┌────────

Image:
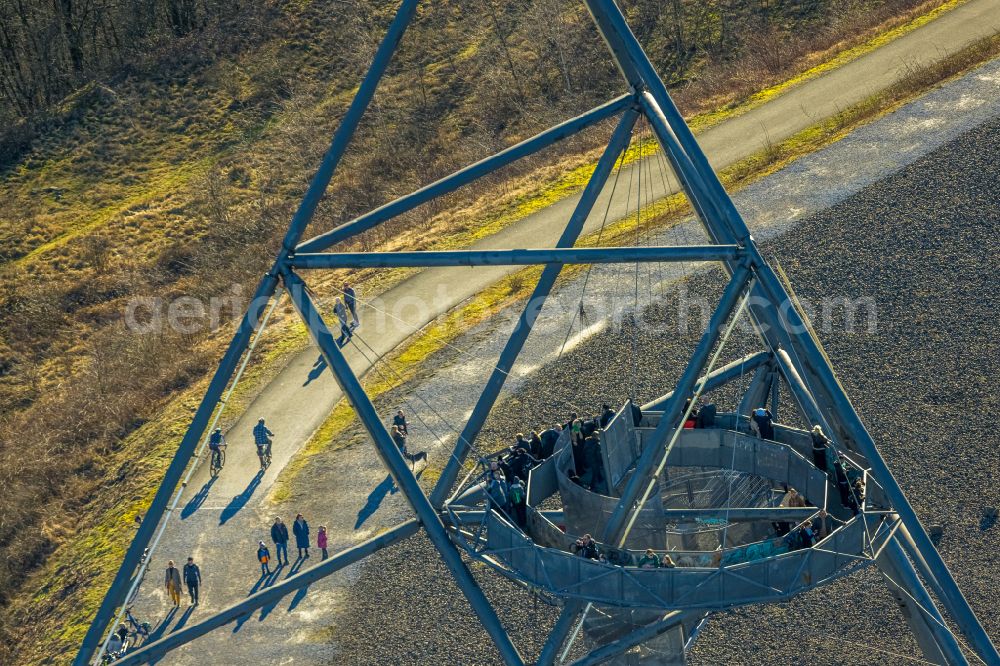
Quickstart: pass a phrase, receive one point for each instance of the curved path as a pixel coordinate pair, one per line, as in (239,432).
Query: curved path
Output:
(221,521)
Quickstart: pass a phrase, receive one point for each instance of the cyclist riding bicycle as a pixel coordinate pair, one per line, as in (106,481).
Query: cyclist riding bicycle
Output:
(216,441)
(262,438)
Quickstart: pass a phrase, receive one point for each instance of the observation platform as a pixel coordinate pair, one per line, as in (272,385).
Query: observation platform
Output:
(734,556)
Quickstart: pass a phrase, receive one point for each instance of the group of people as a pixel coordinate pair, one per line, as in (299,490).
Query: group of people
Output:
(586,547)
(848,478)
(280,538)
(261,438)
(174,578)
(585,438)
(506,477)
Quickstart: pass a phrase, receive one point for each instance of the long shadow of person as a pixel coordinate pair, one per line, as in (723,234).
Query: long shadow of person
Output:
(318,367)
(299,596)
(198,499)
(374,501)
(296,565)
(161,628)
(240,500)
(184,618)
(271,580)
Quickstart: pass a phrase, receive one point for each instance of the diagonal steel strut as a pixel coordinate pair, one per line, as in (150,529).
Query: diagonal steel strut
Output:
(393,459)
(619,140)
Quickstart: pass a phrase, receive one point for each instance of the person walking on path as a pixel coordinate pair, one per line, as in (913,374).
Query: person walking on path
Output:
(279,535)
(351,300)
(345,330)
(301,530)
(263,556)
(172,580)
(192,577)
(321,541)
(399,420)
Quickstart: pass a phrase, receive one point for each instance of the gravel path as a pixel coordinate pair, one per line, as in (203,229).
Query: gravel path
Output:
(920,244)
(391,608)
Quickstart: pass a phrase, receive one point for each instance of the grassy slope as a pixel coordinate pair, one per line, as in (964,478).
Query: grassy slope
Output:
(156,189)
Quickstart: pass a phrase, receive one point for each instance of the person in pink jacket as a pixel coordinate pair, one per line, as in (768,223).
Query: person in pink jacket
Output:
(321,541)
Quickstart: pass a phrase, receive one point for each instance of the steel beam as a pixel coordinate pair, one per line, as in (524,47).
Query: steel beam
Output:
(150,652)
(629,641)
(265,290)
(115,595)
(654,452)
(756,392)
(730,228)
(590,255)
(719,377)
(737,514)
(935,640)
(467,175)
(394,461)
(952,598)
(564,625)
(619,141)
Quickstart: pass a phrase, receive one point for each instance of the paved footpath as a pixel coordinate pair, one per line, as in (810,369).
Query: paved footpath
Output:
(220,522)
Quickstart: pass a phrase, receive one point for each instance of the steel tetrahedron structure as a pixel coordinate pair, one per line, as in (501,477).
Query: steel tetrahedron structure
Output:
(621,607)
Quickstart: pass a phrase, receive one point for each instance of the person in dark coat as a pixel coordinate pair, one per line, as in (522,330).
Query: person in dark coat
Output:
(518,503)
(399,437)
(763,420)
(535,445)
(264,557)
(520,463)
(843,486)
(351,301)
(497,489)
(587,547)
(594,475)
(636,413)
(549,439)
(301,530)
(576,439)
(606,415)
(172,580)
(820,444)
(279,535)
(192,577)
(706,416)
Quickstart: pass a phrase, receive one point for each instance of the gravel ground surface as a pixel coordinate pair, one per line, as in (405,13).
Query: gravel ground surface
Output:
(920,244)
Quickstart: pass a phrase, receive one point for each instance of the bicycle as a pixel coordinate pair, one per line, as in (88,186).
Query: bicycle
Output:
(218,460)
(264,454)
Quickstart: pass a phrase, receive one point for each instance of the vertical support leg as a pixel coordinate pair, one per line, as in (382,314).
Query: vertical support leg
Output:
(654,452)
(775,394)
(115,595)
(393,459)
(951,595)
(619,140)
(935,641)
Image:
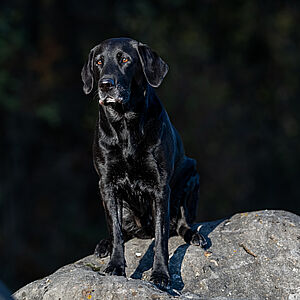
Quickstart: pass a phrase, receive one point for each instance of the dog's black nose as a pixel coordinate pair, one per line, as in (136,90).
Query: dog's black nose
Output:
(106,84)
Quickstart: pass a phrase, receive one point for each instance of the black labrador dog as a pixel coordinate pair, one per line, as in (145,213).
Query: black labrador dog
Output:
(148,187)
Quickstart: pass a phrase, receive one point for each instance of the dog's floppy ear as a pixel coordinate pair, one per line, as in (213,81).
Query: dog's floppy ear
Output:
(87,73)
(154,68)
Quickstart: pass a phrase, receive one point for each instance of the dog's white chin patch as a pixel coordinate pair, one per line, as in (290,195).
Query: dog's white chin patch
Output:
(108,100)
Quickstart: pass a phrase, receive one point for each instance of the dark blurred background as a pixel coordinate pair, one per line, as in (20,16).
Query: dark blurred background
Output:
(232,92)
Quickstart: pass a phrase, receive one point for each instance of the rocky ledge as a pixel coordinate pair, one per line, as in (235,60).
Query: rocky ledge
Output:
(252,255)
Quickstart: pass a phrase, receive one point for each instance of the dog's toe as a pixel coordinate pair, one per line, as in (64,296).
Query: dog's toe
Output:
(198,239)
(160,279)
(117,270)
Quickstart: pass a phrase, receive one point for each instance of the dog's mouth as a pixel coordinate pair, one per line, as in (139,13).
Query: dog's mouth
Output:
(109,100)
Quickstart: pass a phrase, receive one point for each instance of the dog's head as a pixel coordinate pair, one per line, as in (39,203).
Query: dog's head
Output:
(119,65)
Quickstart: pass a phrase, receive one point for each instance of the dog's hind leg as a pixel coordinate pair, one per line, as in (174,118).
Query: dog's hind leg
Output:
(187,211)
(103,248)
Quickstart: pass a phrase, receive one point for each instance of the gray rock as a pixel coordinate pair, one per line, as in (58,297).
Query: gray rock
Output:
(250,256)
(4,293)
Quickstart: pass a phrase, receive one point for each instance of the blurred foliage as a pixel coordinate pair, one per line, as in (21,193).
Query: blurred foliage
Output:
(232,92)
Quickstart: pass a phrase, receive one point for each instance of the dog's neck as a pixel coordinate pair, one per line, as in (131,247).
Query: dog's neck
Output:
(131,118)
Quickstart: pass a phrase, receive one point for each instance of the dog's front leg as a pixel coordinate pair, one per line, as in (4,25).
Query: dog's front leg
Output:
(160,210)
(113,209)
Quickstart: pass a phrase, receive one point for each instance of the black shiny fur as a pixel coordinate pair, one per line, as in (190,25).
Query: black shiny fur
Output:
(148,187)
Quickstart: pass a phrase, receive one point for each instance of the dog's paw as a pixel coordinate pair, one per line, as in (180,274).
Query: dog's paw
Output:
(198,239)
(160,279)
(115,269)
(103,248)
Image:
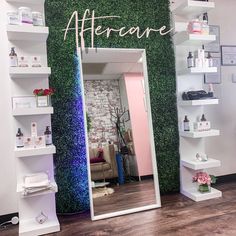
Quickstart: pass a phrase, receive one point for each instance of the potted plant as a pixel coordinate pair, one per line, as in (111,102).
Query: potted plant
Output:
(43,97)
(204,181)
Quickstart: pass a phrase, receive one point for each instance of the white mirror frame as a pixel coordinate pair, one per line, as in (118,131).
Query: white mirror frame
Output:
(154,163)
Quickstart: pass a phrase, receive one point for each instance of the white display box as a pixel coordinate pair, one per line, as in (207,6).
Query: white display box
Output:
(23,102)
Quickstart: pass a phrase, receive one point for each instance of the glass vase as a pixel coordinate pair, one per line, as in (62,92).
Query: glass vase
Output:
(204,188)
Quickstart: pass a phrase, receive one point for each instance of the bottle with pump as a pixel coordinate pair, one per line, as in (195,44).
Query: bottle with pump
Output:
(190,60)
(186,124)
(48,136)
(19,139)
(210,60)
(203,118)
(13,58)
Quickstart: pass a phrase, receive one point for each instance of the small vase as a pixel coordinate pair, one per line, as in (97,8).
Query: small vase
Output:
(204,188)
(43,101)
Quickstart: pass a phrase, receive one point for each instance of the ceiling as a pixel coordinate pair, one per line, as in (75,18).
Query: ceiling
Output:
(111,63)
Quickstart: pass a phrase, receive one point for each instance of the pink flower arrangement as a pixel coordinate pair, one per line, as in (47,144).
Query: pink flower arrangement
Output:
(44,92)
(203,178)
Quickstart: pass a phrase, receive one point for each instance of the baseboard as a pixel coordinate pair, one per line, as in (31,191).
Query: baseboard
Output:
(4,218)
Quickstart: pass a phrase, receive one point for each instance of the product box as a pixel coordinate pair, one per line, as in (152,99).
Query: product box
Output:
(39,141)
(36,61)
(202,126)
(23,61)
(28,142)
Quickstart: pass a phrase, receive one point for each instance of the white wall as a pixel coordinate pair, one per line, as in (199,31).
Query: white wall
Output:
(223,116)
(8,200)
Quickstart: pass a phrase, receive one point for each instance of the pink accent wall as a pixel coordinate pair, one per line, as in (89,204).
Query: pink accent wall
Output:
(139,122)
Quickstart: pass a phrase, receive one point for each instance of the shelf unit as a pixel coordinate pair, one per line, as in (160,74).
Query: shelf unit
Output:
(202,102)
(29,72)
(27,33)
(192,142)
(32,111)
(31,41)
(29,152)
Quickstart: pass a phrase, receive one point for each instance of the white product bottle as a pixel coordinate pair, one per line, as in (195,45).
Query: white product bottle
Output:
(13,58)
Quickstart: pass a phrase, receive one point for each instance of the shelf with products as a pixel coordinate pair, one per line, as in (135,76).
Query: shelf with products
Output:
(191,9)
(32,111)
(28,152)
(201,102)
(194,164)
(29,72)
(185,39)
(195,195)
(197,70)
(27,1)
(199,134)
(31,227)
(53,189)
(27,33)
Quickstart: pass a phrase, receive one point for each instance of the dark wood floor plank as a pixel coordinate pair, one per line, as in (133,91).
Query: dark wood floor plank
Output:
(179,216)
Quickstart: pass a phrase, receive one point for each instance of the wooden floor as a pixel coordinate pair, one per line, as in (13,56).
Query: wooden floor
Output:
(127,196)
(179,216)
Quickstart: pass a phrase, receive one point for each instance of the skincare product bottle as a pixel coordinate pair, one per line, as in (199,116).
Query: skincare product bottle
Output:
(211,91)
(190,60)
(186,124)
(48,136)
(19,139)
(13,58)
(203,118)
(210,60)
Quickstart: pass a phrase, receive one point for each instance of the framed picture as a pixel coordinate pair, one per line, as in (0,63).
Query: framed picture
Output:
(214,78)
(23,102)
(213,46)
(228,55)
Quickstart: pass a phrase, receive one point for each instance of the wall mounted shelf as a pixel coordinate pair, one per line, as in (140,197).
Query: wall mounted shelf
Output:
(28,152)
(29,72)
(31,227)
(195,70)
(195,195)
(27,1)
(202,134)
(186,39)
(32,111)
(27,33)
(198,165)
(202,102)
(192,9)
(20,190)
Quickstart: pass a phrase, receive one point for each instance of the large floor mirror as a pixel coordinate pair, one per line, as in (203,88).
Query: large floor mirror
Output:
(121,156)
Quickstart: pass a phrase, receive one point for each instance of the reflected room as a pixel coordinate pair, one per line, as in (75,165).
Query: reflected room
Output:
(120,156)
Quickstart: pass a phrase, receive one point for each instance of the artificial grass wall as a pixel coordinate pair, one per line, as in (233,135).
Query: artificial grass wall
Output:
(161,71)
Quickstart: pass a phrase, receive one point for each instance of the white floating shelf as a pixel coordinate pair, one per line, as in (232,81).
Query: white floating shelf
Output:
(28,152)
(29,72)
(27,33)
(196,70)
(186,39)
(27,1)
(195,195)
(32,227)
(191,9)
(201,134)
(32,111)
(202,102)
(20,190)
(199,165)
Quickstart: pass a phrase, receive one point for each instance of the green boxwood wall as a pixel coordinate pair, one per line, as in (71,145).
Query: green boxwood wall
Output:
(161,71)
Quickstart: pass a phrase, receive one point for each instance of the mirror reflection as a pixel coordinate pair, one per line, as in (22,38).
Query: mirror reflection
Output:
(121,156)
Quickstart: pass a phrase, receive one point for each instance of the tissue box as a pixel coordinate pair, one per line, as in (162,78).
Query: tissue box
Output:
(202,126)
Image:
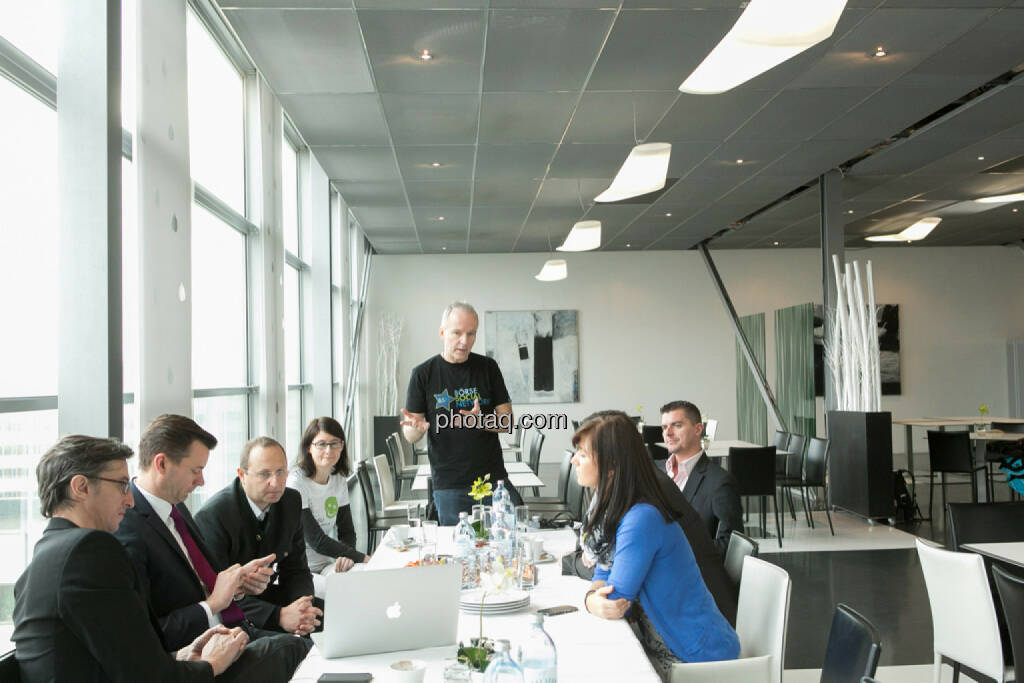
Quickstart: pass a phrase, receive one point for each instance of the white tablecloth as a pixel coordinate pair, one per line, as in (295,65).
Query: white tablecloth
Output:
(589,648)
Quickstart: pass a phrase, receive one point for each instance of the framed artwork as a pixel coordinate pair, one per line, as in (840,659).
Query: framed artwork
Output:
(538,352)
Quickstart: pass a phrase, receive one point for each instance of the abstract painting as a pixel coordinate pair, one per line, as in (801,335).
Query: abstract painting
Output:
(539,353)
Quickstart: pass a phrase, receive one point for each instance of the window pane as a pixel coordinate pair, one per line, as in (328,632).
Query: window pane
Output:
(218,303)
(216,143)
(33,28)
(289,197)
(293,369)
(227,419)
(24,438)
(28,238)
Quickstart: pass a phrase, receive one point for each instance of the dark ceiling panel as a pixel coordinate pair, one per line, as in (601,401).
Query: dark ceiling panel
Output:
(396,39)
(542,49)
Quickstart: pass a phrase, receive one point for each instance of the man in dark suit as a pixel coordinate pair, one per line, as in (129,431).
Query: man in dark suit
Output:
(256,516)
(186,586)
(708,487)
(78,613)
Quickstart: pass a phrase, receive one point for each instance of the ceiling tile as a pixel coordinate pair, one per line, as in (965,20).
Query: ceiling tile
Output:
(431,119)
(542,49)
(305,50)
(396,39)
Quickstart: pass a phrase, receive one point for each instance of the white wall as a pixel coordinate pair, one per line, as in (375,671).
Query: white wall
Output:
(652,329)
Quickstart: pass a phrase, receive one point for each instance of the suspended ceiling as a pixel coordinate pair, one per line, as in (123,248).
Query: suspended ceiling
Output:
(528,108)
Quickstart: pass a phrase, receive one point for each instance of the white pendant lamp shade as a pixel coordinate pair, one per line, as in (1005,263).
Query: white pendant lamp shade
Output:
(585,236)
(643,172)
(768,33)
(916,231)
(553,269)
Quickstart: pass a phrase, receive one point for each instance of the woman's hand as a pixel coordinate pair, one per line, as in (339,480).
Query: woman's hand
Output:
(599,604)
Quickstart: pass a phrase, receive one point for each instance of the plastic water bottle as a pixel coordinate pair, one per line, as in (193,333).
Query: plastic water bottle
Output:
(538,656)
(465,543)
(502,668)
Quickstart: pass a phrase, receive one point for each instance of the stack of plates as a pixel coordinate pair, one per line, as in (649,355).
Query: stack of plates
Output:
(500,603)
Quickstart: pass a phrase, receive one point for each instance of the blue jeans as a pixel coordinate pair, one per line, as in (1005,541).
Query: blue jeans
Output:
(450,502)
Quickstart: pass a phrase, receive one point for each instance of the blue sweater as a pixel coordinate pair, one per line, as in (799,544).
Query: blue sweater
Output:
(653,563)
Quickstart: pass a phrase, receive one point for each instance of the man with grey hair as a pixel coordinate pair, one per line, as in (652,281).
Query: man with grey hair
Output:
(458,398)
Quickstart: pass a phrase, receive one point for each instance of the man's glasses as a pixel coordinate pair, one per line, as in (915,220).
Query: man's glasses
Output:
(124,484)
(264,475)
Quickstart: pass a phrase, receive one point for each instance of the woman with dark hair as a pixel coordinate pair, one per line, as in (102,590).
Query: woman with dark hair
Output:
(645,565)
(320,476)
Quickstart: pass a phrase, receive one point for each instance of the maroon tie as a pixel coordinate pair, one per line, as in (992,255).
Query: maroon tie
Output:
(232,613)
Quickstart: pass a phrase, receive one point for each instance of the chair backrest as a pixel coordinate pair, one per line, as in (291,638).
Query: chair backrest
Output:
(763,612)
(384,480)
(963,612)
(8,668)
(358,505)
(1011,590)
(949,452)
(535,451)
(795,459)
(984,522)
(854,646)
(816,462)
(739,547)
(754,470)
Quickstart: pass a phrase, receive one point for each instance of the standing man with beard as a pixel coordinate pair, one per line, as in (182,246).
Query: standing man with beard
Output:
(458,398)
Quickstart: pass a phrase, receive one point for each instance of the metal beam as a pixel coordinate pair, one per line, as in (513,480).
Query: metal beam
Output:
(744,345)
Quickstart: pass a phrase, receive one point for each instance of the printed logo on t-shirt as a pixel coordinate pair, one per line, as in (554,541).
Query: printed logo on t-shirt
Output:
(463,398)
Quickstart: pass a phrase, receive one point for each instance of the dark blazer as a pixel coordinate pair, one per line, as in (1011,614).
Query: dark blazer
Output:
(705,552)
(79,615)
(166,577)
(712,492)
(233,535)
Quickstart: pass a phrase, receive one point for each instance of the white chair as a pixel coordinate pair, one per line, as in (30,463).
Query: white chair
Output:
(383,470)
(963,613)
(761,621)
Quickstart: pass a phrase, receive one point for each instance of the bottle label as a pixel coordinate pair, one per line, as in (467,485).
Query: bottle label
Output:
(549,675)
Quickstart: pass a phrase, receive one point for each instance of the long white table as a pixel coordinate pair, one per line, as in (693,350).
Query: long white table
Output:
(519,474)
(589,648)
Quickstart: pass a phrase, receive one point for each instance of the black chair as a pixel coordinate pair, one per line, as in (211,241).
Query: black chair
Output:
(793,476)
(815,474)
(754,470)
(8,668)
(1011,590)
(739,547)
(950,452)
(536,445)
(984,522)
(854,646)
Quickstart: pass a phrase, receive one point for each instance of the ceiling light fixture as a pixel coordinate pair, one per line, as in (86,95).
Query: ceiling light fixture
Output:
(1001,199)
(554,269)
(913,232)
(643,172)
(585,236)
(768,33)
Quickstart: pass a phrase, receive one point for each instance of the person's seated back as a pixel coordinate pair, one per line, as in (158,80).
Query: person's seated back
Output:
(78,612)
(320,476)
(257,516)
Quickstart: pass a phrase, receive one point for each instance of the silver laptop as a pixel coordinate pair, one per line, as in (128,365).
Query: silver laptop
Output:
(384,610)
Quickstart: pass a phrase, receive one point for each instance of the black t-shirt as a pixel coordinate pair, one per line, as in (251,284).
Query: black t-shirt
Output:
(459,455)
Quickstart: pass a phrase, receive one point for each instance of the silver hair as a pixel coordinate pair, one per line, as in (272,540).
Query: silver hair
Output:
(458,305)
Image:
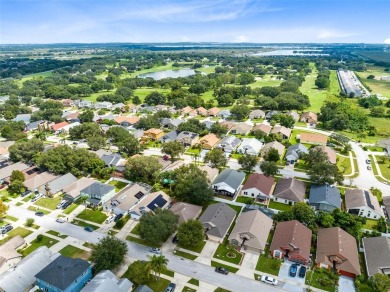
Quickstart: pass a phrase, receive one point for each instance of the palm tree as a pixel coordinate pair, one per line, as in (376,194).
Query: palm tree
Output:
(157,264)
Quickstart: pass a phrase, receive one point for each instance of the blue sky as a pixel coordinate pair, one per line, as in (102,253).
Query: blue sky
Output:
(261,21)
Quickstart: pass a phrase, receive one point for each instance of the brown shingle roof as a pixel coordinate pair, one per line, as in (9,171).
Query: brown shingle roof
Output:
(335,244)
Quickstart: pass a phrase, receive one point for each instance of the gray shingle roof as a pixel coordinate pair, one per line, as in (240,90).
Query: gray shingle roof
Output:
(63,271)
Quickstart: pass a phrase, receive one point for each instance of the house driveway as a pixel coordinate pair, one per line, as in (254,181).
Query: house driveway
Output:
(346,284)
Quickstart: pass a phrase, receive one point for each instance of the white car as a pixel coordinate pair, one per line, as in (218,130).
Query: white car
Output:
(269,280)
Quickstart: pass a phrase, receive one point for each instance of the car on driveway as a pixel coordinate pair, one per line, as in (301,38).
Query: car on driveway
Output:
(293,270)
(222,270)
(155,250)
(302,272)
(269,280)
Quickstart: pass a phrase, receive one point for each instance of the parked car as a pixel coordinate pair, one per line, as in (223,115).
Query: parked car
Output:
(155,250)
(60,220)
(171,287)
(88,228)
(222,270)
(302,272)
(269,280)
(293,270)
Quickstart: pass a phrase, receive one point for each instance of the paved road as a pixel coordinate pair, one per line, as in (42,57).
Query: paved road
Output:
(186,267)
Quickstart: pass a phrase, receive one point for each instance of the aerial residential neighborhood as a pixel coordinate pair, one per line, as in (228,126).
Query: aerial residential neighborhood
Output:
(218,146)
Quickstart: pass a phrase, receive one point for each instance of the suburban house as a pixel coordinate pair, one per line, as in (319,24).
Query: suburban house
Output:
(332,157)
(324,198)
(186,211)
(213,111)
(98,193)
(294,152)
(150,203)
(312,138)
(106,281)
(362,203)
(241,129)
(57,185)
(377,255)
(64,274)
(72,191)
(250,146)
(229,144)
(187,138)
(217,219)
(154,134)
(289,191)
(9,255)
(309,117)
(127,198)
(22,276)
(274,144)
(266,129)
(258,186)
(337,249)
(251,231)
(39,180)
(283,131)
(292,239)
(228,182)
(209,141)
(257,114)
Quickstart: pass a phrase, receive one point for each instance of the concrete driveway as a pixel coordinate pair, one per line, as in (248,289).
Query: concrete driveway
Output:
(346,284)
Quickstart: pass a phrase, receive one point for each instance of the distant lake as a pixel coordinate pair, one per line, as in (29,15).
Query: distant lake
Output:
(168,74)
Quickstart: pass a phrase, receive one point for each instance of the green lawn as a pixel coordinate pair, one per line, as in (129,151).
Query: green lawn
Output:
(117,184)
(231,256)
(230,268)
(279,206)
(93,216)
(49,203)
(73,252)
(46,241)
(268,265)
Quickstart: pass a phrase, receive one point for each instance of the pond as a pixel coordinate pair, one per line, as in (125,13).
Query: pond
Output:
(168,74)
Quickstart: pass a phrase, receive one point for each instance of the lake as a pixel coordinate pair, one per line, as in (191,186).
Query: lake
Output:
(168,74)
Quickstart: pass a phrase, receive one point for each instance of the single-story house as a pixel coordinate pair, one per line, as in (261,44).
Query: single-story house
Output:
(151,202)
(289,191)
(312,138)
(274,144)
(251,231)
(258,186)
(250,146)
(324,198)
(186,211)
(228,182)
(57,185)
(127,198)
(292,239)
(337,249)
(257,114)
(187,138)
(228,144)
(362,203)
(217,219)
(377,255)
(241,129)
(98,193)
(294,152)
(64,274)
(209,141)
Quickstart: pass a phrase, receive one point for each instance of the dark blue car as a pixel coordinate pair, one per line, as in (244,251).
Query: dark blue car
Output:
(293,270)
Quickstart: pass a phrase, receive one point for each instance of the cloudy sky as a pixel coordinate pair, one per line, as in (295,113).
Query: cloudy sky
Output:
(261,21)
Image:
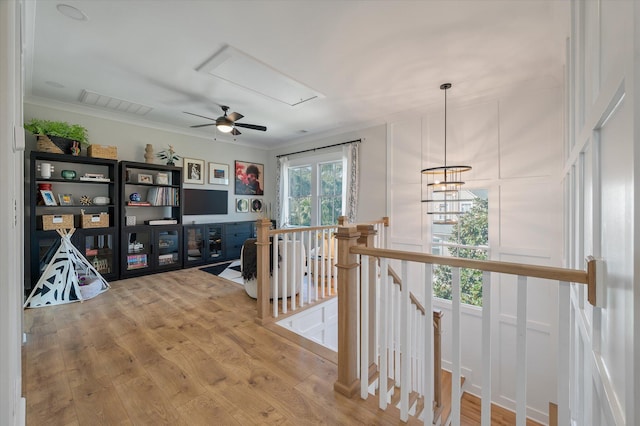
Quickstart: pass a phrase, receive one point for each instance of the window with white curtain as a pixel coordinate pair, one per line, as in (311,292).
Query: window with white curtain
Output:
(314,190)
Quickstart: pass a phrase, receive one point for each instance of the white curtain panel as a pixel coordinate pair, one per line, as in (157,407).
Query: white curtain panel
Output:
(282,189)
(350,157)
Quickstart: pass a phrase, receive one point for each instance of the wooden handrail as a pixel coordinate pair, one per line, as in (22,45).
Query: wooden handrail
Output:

└────────

**Your task:**
In the listing above, find the line containing "Query: gray shingle roof" and the line containing "Query: aerial residential neighborhood", then repeat those two lines and everything between them exactly.

**Response:**
Query: gray shingle roof
Output:
(63,271)
Quickstart: pass a phrase, receive one point for each instance of the house driveway as a pixel coordinate pair, one per line, as in (254,181).
Query: house driveway
Output:
(346,284)
Quickstart: pass a phrase, receive one point for each instance of the white car as a pixel coordinate pair, one per line, as in (218,130).
Query: white car
Output:
(269,280)
Quickstart: pass a phrase, receive one point for each instance of the car on driveway as a pixel coordinate pair, one per line, as in (301,38).
Query: car on driveway
Output:
(293,270)
(222,270)
(155,250)
(302,272)
(269,280)
Quickstart: pass a phrase, receive one point for each instance of the parked car as a pixel coordinate pair, one per line, as in (223,115).
Query: parked car
Output:
(155,250)
(60,220)
(171,287)
(88,228)
(222,270)
(302,272)
(269,280)
(293,270)
Quickstart: pass a phrase, receive one point for each instance of the paved road as a pixel coordinate pair, one per line, as in (42,57).
Query: paved road
Output:
(186,267)
Quickstart: pass a phrase, receive one point for each instance of the aerial residential neighborhood as a pixel coordinate pair, one per line, as in (228,126).
Query: aerial residential neighborhood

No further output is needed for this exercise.